### Prompt
Return the whole listing, line for line, without the pictures in it.
· · · · ·
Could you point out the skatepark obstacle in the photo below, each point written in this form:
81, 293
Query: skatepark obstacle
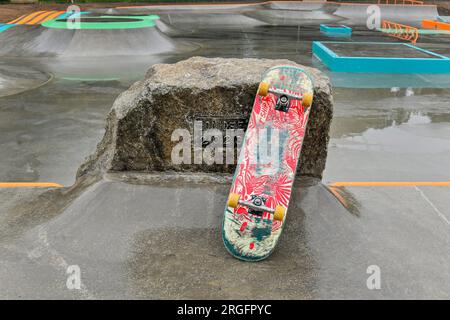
429, 24
400, 31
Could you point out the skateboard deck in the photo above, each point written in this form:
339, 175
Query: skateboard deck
259, 197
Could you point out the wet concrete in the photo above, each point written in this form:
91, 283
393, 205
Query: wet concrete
162, 240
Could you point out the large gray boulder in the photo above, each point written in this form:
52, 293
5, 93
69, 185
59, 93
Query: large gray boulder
219, 92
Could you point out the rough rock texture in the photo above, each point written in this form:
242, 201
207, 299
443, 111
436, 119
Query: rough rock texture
172, 96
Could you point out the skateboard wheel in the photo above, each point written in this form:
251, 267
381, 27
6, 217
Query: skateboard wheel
279, 213
233, 200
263, 89
307, 100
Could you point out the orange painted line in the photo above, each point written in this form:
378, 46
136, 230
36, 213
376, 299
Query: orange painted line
429, 24
29, 17
52, 16
391, 184
340, 198
29, 185
40, 17
15, 20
· · · · ·
### Exercise answer
Could you point out the skatepark obstacle in the photo below, each point written in this form:
81, 293
Query: skatepark obstacle
429, 24
400, 31
Could you point out the skateboard deck in the photo above, each point written in this form:
339, 175
Query: skateboard deck
259, 197
Could you point out the wet concrete in the photo above, each point written in this form:
91, 283
393, 205
Query: wet concrete
162, 240
Could you point out the large gray boulder in the photo above, each point written in this form:
52, 293
5, 93
69, 185
59, 93
Query: large gray boulder
219, 92
Could you point out the rough rock texture in the photo above, each point written in this form:
242, 201
207, 299
443, 111
436, 119
Query: rough rock texture
172, 96
Could you point out the skateboard wheel in the photo above, each point written in this form:
251, 267
381, 27
6, 217
Query: skateboard wheel
279, 213
233, 200
263, 89
307, 100
Could you point out the orange painted line in the photo above, each point written in this form:
378, 46
136, 230
36, 213
376, 299
Query: orange painted line
429, 24
29, 17
52, 16
391, 184
340, 198
29, 185
40, 17
15, 20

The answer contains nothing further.